Data for review:
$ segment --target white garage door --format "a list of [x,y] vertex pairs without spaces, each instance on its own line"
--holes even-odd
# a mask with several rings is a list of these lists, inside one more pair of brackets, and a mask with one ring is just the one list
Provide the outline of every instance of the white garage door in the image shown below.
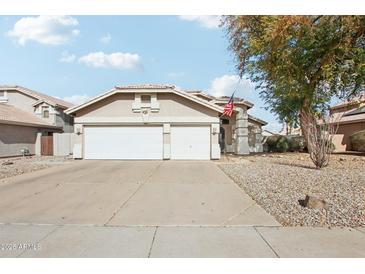
[[210,127],[171,127],[171,159],[210,159]]
[[85,127],[85,159],[162,159],[162,127]]

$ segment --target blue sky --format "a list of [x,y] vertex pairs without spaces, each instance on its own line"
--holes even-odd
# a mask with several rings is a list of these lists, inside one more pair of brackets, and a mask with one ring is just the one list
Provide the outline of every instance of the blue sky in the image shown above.
[[253,84],[237,84],[234,60],[214,16],[3,16],[0,83],[81,102],[115,85],[170,83],[255,104],[280,130]]

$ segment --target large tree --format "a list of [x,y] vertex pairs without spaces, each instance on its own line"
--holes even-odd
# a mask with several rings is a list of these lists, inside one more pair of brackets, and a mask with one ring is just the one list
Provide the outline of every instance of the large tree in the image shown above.
[[307,141],[332,98],[364,89],[365,16],[224,16],[222,26],[240,76]]

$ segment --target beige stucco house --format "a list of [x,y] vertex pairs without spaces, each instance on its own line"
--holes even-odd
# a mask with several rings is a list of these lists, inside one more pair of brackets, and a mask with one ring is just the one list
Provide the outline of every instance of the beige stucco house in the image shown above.
[[336,152],[351,151],[350,136],[365,130],[365,91],[351,101],[331,107],[338,130],[333,137]]
[[[0,157],[50,155],[55,132],[73,132],[72,104],[21,86],[0,86]],[[46,140],[47,139],[47,140]],[[49,142],[49,145],[45,142]],[[49,147],[49,149],[48,149]]]
[[119,86],[66,111],[74,116],[73,154],[84,159],[219,159],[221,151],[262,151],[253,105],[187,92],[172,85]]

Task brief:
Write out, word for word, the line that contains "segment --target beige" and every line after it through the last line of the listing.

Answer section:
$ segment --target beige stucco house --format "a list of [x,y] vertex pairs without spaces, each instance on its own line"
--holes even-odd
# a mask with several rings is a list of these lists, inside one more pair of brackets, and a mask with one ring is just the one list
Provide the outline of every instance of the beige stucco house in the image shown above.
[[336,152],[351,151],[350,136],[365,130],[365,91],[351,101],[331,107],[338,130],[333,137]]
[[[0,157],[50,155],[55,132],[73,132],[72,104],[21,86],[0,86]],[[46,140],[47,139],[47,140]],[[49,142],[49,145],[45,142]],[[49,147],[49,149],[48,149]]]
[[119,86],[66,111],[74,116],[73,154],[84,159],[219,159],[221,151],[262,151],[253,105],[187,92],[172,85]]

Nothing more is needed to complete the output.